#### THE PROBLEM
Reproduce the part of the Carroll D. Kearns text below between "He was elected" and "by 1023 votes.", inclusive, word for word.

#### PASSAGE TO READ

╔══

Member of the U.S. House of Representatives from Pennsylvania
- In office January 3, 1947 – January 3, 1963
- Preceded by: Thomas E. Morgan
- Succeeded by: James D. Weaver
- Constituency: 28th district (1947–1953) 24th district (1953–1963)

Personal details
- Born: May 7, 1900 Youngstown, Ohio, U.S.
- Died: June 11, 1976 (aged 76) Meadville, Pennsylvania, U.S.
- Party: Republican
- Spouse: Nora Mary Lynch ​(m. 1933)​
- Children: 0
- Parents: Patrick Henry Kearns (father); Ida May Carroll (mother);
- Alma mater: Westminster College University of Pittsburgh Pennsylvania State University
- Occupation: Concert artist; conductor; school administrator; politician;

= Carroll D. Kearns =

American politician (1900–1976)

Carroll Dudley Kearns (May 7, 1900 – June 11, 1976) was a Republican member of the U.S. House of Representatives from Pennsylvania.

==Biography==
Kearns was born in Youngstown, Ohio, the son of Patrick Henry and Ida May (née Carroll) Kearns. He moved with his parents to New Castle, PA, in 1901. He was a student in the Army Reserve Officers' Training Corps at the University of Pittsburgh in 1918, at the Chicago Musical College in Chicago, receiving a B.M. in 1921 and D.M. in 1948. He also received a B.S. from Westminster College in New Wilmington, PA, in 1933, and an M.E. from the University of Pittsburgh, in 1938. He took special studies at Penn State College at State College, PA in 1932 and 1933. He was engaged in the construction business in Chicago from 1925 through 1929. He taught school and engaged in educational work in supervisory and administrative positions in Illinois and Pennsylvania from 1924 through 1947, and also pursued a musical career as a concert artist and conductor.

He married Nora Mary Lynch in New Castle on August 30, 1933.

He was elected as a Republican to the Eightieth Congress, defeating a four-term incumbent in the primary, and to the seven succeeding Congresses. He served as the ranking minority member on the United States House Committee on Education and Labor during the 86th and 87th Congresses. He was an unsuccessful candidate for renomination in 1962. Kearns had never taken less than 71% in the primary since his initial nomination, but he got into a fight with the dominant Erie newspapers in his Erie-centered district and lost by 1023 votes.

╚══

#### SUPPLIED ENTRIES
╔══

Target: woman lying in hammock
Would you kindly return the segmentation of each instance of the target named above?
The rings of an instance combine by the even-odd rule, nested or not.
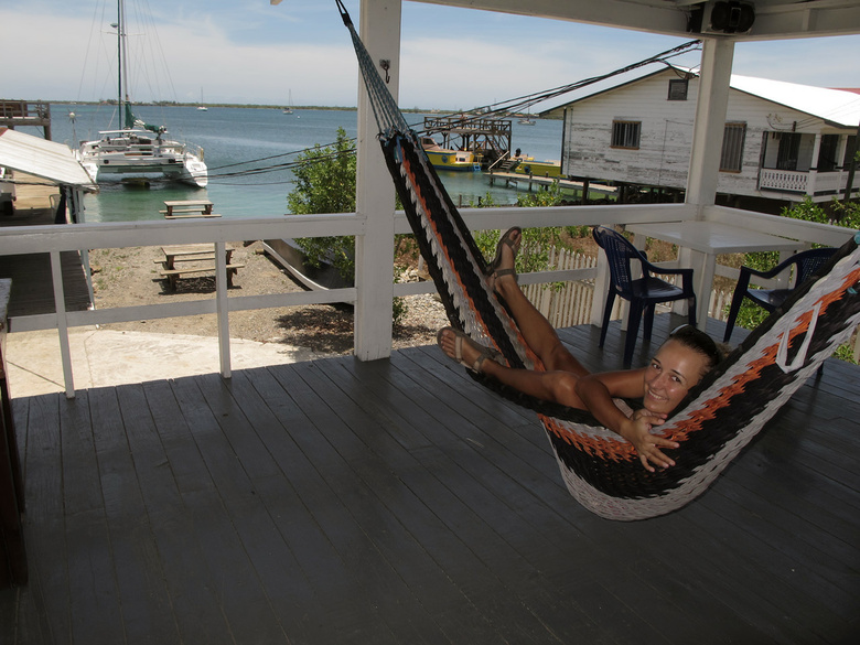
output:
[[[505,299],[526,343],[544,363],[546,372],[502,365],[497,362],[503,361],[498,353],[452,327],[440,330],[437,336],[442,351],[470,369],[524,394],[590,411],[603,426],[633,444],[648,471],[654,472],[654,465],[675,465],[660,449],[679,444],[655,437],[651,429],[663,423],[687,391],[720,362],[722,356],[716,343],[705,332],[684,325],[671,333],[647,367],[590,374],[519,289],[514,265],[522,238],[519,227],[502,236],[496,258],[490,265],[488,279],[495,292]],[[613,398],[642,398],[644,407],[625,413]]]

╚══

#### WRITTEN RESPONSE
He was elected as a Republican to the Eightieth Congress, defeating a four-term incumbent in the primary, and to the seven succeeding Congresses. He served as the ranking minority member on the United States House Committee on Education and Labor during the 86th and 87th Congresses. He was an unsuccessful candidate for renomination in 1962. Kearns had never taken less than 71% in the primary since his initial nomination, but he got into a fight with the dominant Erie newspapers in his Erie-centered district and lost by 1023 votes.